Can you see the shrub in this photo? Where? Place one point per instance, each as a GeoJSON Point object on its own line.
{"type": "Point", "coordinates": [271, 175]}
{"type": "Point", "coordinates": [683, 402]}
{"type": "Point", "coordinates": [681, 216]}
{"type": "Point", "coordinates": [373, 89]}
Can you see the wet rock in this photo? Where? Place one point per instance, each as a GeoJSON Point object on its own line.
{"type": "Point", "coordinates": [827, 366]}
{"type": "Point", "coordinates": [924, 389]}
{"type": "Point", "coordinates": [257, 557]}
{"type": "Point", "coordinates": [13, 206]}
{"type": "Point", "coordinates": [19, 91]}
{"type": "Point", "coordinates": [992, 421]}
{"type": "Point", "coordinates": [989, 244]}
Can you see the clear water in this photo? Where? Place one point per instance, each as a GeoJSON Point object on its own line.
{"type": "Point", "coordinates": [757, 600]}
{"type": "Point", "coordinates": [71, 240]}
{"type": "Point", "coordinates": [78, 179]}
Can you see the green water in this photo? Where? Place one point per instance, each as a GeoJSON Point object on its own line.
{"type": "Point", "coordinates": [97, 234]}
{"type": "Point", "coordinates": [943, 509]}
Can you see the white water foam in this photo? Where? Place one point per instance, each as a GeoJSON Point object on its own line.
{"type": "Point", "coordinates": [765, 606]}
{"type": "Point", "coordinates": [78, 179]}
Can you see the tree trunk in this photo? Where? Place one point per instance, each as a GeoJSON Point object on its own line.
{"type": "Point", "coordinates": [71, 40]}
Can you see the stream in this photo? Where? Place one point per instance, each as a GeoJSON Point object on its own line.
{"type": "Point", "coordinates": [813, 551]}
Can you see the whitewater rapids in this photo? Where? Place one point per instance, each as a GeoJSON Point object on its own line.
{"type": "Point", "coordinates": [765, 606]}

* Task brief
Without any change, reproduce the data in full.

* Answer space
Can you see the shrub in this photo? Where? Place one point per instance, each as a GeoJSON Point object on its own line.
{"type": "Point", "coordinates": [271, 175]}
{"type": "Point", "coordinates": [683, 402]}
{"type": "Point", "coordinates": [681, 216]}
{"type": "Point", "coordinates": [373, 89]}
Can you see the wet rock in this photo? Where? Place one point per instance, each as a GeoJSON Point object on its own line.
{"type": "Point", "coordinates": [827, 366]}
{"type": "Point", "coordinates": [924, 389]}
{"type": "Point", "coordinates": [257, 557]}
{"type": "Point", "coordinates": [13, 206]}
{"type": "Point", "coordinates": [19, 91]}
{"type": "Point", "coordinates": [992, 421]}
{"type": "Point", "coordinates": [989, 244]}
Can you see the clear water in this photo? Where? Place one point per instance, each as a GeoJSON Point object on its own line.
{"type": "Point", "coordinates": [757, 600]}
{"type": "Point", "coordinates": [71, 240]}
{"type": "Point", "coordinates": [78, 179]}
Can you see the green water in this photo? Where? Place one point per instance, each as a GeoJSON Point object on its own line.
{"type": "Point", "coordinates": [97, 234]}
{"type": "Point", "coordinates": [943, 509]}
Can you see the white water foam in this photo? Where? Place one point per instance, each as a GeoJSON Point object on its own line.
{"type": "Point", "coordinates": [765, 606]}
{"type": "Point", "coordinates": [78, 179]}
Can you see the tree trunk in this photo? Where? Place one point per instance, each as a GeoJSON Point object on its own line.
{"type": "Point", "coordinates": [71, 40]}
Can you see the stream in this photo? Where? Place one point per instance, each as a GeoJSON Point object on its own line.
{"type": "Point", "coordinates": [813, 551]}
Can you see the whitewater rapids in this photo? Where? Place one point per instance, each as a GeoJSON Point object on its own line.
{"type": "Point", "coordinates": [765, 606]}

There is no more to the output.